#### Task instructions:
A – Reproduce the stochastic games passage in full, keeping every word and symbol unchanged.
B – Rewrite the records as a Markdown table with the columns Row and Line, starting at the first line of the records and ending at the line that contains "[[[104,136],[96,136],[96,161],[103,162],[108,159],[108,145]]]", with both ends included. Give each line a row number, skip blank lines, and leave the pictures out.

Shapley (1953) proved the existence and uniqueness of the value \(I_{\beta } (f^o, g^o)\) across all pairs of optimal strategies (\(f^o, g^o\)). The value of the stochastic game, \(v_{\beta }\), is given by:

$$\begin{aligned} v_{\beta } (s) = I_{\beta } (f^o, g^o) (s) = \sup \limits _{f} \inf \limits _{g} [I_{\beta } (f, g) (s)] = \inf \limits _{g} \sup \limits _{f} [I_{\beta } (f, g) (s)] , \text{ for } \text{ all } \; s \in S. \end{aligned}$$

While the value of the stochastic game is unique, optimal strategies may not be unique.

For the undiscounted zero-sum game, \( (f^*, g^*)\) is a pair of optimal strategies if for all \(s \in S\), we have:

$$\begin{aligned}{}[\varPhi (f, g^*)] (s) \le [ \varPhi (f^*, g^*)] (s) \le [ \varPhi (f^*, g)] (s) \text{ for } \text{ all } \; f \in P_{A_1}^S, g \in P_{A_2}^S. \end{aligned}$$

Definition 8

Matrix (Bimatrix) Game Restricted to a State: For a two-person finite zero-sum (discounted or undiscounted) stochastic game, recall that \(m_k\) indicates the number of pure actions of player k, \(k=1,2\). Consider the matrix \(R (s) = (r (s, i, j))_{m_1 \times m_2}\) restricted to state \(s \in S\). That is, for a fixed \(s \in S\), the (i, j)-th element of R(s) is the immediate reward to player-1 and player-2 when they choose actions i and j respectively. Then, the one-shot game where the payoff matrix of player-1 is R(s) is referred to as the matrix game restricted to state s.

#### Supplied information:
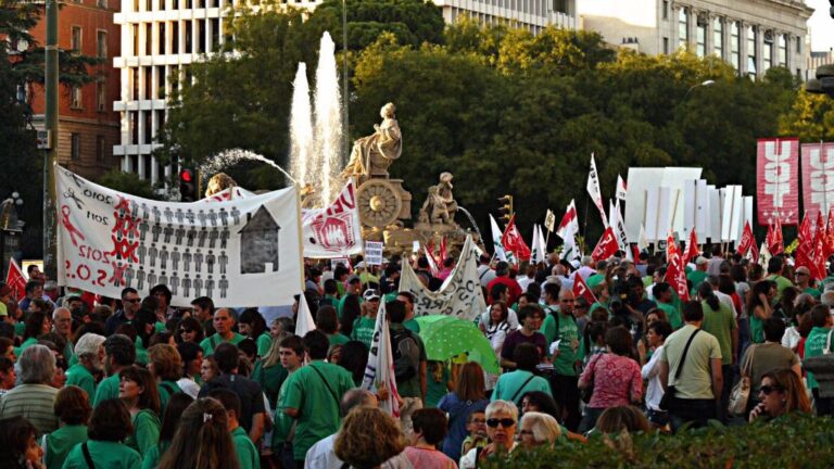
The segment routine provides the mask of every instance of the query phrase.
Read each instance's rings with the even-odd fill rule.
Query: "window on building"
[[[747,26],[747,75],[756,77],[756,39],[758,31],[754,26]]]
[[[104,136],[96,136],[96,161],[103,162],[108,159],[108,145]]]
[[[733,22],[730,25],[730,64],[736,71],[742,68],[742,58],[740,55],[740,51],[742,50],[742,37],[740,29],[741,26],[738,25],[738,22]]]
[[[698,17],[695,29],[695,54],[704,56],[707,54],[707,20]]]
[[[682,8],[678,12],[678,47],[686,48],[690,42],[690,12]]]
[[[80,134],[71,134],[70,135],[70,157],[73,160],[80,160],[81,159],[81,135]]]
[[[108,88],[103,80],[96,81],[96,110],[99,112],[108,110]]]
[[[96,55],[99,59],[108,58],[108,31],[96,31]]]
[[[70,49],[73,52],[81,51],[81,27],[73,26],[72,34],[70,35]]]
[[[712,20],[712,53],[724,56],[724,21],[720,17]]]
[[[787,37],[785,35],[779,35],[779,66],[787,66]]]
[[[70,107],[72,109],[81,109],[81,87],[74,86],[70,90]]]

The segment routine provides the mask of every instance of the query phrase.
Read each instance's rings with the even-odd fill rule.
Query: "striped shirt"
[[[47,384],[21,384],[0,401],[0,417],[25,417],[38,430],[37,438],[58,429],[52,405],[58,390]]]

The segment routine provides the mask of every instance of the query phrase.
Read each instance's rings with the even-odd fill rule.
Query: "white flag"
[[[365,378],[362,389],[377,393],[380,385],[388,389],[388,400],[379,403],[379,408],[391,417],[400,418],[400,406],[396,404],[396,379],[394,378],[394,357],[391,351],[391,331],[388,329],[386,302],[379,302],[377,322],[374,327],[374,340],[370,342],[368,364],[365,367]]]
[[[608,218],[605,216],[605,207],[603,206],[603,194],[599,192],[599,173],[596,172],[593,153],[591,153],[591,170],[587,173],[587,193],[599,211],[599,216],[603,217],[603,225],[608,228]]]
[[[504,251],[504,244],[501,243],[502,238],[502,231],[501,228],[498,228],[498,223],[495,221],[495,217],[490,214],[490,227],[492,228],[492,245],[495,250],[495,257],[498,258],[498,261],[507,262],[507,253]]]
[[[313,330],[316,330],[316,321],[313,320],[307,299],[304,297],[304,292],[302,292],[299,295],[299,317],[295,321],[295,335],[304,338],[307,332]]]
[[[637,237],[637,249],[646,251],[648,249],[648,237],[646,236],[645,225],[640,226],[640,237]]]
[[[617,194],[617,199],[624,201],[627,189],[626,189],[626,181],[622,180],[622,176],[617,175],[617,191],[615,192]]]

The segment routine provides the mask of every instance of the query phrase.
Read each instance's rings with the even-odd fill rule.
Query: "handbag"
[[[803,368],[813,373],[818,384],[819,396],[822,398],[834,397],[834,354],[832,354],[831,350],[832,333],[834,333],[834,330],[829,332],[822,355],[808,357],[803,360]]]
[[[700,329],[695,329],[695,332],[690,335],[690,340],[686,341],[686,346],[683,347],[683,356],[681,357],[681,364],[678,365],[678,369],[674,371],[674,382],[677,383],[679,379],[681,379],[681,372],[683,371],[683,364],[686,363],[686,354],[690,352],[690,345],[692,345],[692,340],[695,339],[695,334],[700,332]],[[675,395],[674,395],[674,386],[673,385],[667,385],[666,392],[664,393],[664,396],[660,398],[660,403],[657,405],[660,407],[660,410],[669,411],[669,408],[672,407]]]
[[[753,379],[753,354],[756,345],[747,351],[745,366],[742,367],[742,379],[730,391],[730,405],[726,410],[733,415],[743,415],[747,411],[747,403],[750,400],[750,380]]]

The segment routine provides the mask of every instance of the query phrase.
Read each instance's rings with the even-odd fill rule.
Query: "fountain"
[[[314,109],[315,155],[309,162],[308,174],[317,174],[321,182],[319,206],[327,206],[342,189],[339,178],[342,166],[341,99],[336,71],[336,45],[327,31],[321,36],[318,51]]]

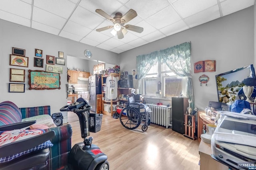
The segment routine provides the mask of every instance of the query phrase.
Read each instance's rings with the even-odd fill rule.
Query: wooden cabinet
[[[74,70],[68,70],[68,74],[70,76],[68,83],[77,84],[78,76],[78,72]]]
[[[110,73],[110,75],[108,75],[107,76],[101,76],[101,82],[102,82],[102,97],[105,98],[105,96],[106,95],[106,80],[107,78],[107,77],[109,76],[113,76],[114,77],[119,77],[120,75],[119,74],[117,73]],[[117,83],[116,83],[117,84]],[[113,111],[113,103],[116,104],[116,102],[117,102],[118,100],[116,101],[113,101],[112,100],[111,100],[110,101],[107,101],[105,100],[102,100],[102,113],[105,115],[108,115],[109,116],[112,116],[113,115],[113,113],[114,113]],[[110,112],[108,111],[106,111],[104,110],[104,104],[110,104]]]
[[[78,72],[78,78],[88,78],[89,76],[89,72],[85,72],[84,71]]]
[[[203,130],[206,132],[206,125],[207,124],[214,124],[214,121],[212,120],[210,118],[207,116],[205,112],[199,110],[197,112],[197,135],[198,141],[201,141],[201,135],[203,133]]]

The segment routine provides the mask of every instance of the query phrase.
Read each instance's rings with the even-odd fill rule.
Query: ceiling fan
[[[114,29],[110,32],[114,35],[116,36],[117,34],[118,39],[122,39],[124,38],[124,35],[127,33],[127,30],[132,31],[139,33],[141,33],[143,31],[143,28],[138,27],[132,25],[125,24],[135,18],[137,16],[137,13],[134,10],[131,9],[124,16],[120,12],[116,13],[115,16],[114,18],[110,16],[104,11],[100,9],[97,9],[95,12],[105,18],[107,20],[112,22],[114,25],[107,26],[96,29],[97,31],[102,31],[107,29],[114,28]]]

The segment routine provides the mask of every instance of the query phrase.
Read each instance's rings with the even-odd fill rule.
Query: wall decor
[[[65,65],[65,59],[56,58],[55,63],[56,64]]]
[[[10,81],[25,82],[25,70],[10,68]]]
[[[44,67],[44,59],[34,57],[34,66],[42,68]]]
[[[64,58],[64,53],[61,51],[59,51],[59,57]]]
[[[216,71],[216,61],[215,60],[205,60],[204,70],[205,71]]]
[[[29,90],[60,89],[60,76],[58,73],[28,70]]]
[[[43,51],[39,49],[36,49],[35,56],[42,57],[43,57]]]
[[[50,64],[46,64],[46,71],[56,72],[56,73],[62,74],[63,68],[60,66],[53,66]]]
[[[9,92],[24,93],[25,92],[25,84],[9,83]]]
[[[46,64],[54,65],[55,64],[55,57],[51,55],[46,55]]]
[[[194,63],[194,72],[204,72],[204,61],[199,61]]]
[[[10,54],[10,65],[28,67],[28,57]]]
[[[26,50],[24,49],[12,47],[12,54],[25,56]]]

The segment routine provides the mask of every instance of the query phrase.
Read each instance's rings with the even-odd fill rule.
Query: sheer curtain
[[[158,61],[165,63],[176,74],[181,77],[188,77],[186,96],[192,102],[190,107],[194,108],[194,102],[192,85],[191,55],[190,43],[186,42],[160,51],[137,56],[136,66],[138,79],[137,88],[139,88],[141,93],[140,80],[145,76],[152,66]]]

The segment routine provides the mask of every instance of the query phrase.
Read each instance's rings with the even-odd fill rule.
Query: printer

#### Problem solutions:
A –
Shapley (1953) proved the existence and uniqueness of the value \(I_{\beta } (f^o, g^o)\) across all pairs of optimal strategies (\(f^o, g^o\)). The value of the stochastic game, \(v_{\beta }\), is given by:

$$\begin{aligned} v_{\beta } (s) = I_{\beta } (f^o, g^o) (s) = \sup \limits _{f} \inf \limits _{g} [I_{\beta } (f, g) (s)] = \inf \limits _{g} \sup \limits _{f} [I_{\beta } (f, g) (s)] , \text{ for } \text{ all } \; s \in S. \end{aligned}$$

While the value of the stochastic game is unique, optimal strategies may not be unique.

For the undiscounted zero-sum game, \( (f^*, g^*)\) is a pair of optimal strategies if for all \(s \in S\), we have:

$$\begin{aligned}{}[\varPhi (f, g^*)] (s) \le [ \varPhi (f^*, g^*)] (s) \le [ \varPhi (f^*, g)] (s) \text{ for } \text{ all } \; f \in P_{A_1}^S, g \in P_{A_2}^S. \end{aligned}$$

Definition 8

Matrix (Bimatrix) Game Restricted to a State: For a two-person finite zero-sum (discounted or undiscounted) stochastic game, recall that \(m_k\) indicates the number of pure actions of player k, \(k=1,2\). Consider the matrix \(R (s) = (r (s, i, j))_{m_1 \times m_2}\) restricted to state \(s \in S\). That is, for a fixed \(s \in S\), the (i, j)-th element of R(s) is the immediate reward to player-1 and player-2 when they choose actions i and j respectively. Then, the one-shot game where the payoff matrix of player-1 is R(s) is referred to as the matrix game restricted to state s.

B –
| Row | Line |
|---|---|
| 1 | The segment routine provides the mask of every instance of the query phrase. |
| 2 | Read each instance's rings with the even-odd fill rule. |
| 3 | Query: "window on building" |
| 4 | [[[747,26],[747,75],[756,77],[756,39],[758,31],[754,26]]] |
| 5 | [[[104,136],[96,136],[96,161],[103,162],[108,159],[108,145]]] |